• _TEXT SEGMENT_:
Add existing ECS instances to a node pool as ACK worker nodes - Container Service for Kubernetes

You can add existing ECS instances to a cluster as worker nodes, or re-add worker nodes that were removed from a node pool. This allows you to quickly reuse computing resources without interrupting existing workloads.

ACK provides two methods for adding nodes: auto mode and manual mode. An instance's billing method and instance type remain unchanged after it is added.

Item

Auto mode

Manual mode

OS reset

Resets and initializes the instance's operating system based on the current configuration of the node pool.

The original system disk is released and its data is lost.
Manual snapshots of the system disk are retained. The retention of automatic snapshots depends on whether the Delete Automatic Snapshots While Releasing Disk setting is enabled.

To configure this setting, log on to the ECS console and refer to Set the 'Delete Automatic Snapshots While Releasing Disk' attribute.

• _DATA SECTION_:
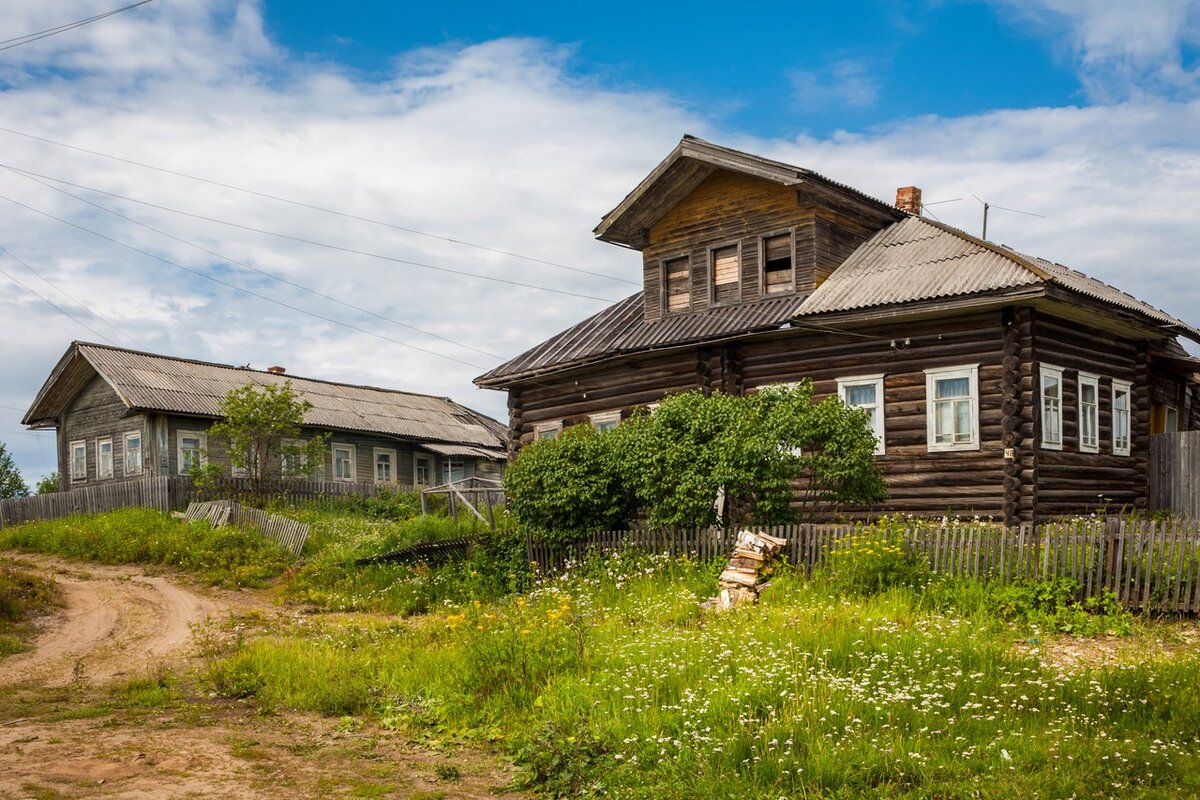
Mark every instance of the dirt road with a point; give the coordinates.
(118, 623)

• _SET PROBLEM A_:
In the ACK node pool page, transcribe the passage that begins with the words "You can add" and ends after the words "it is added.".
• _SET PROBLEM B_:
What are the headings of the columns in the comparison table on the ACK node pool page?
• _SET PROBLEM C_:
According to the ACK node pool page, what happens to the original system disk when the OS is reset?

• _RIGHT ANSWER A_:
You can add existing ECS instances to a cluster as worker nodes, or re-add worker nodes that were removed from a node pool. This allows you to quickly reuse computing resources without interrupting existing workloads.

ACK provides two methods for adding nodes: auto mode and manual mode. An instance's billing method and instance type remain unchanged after it is added.

• _RIGHT ANSWER B_:
Item
Auto mode
Manual mode

• _RIGHT ANSWER C_:
The original system disk is released and its data is lost.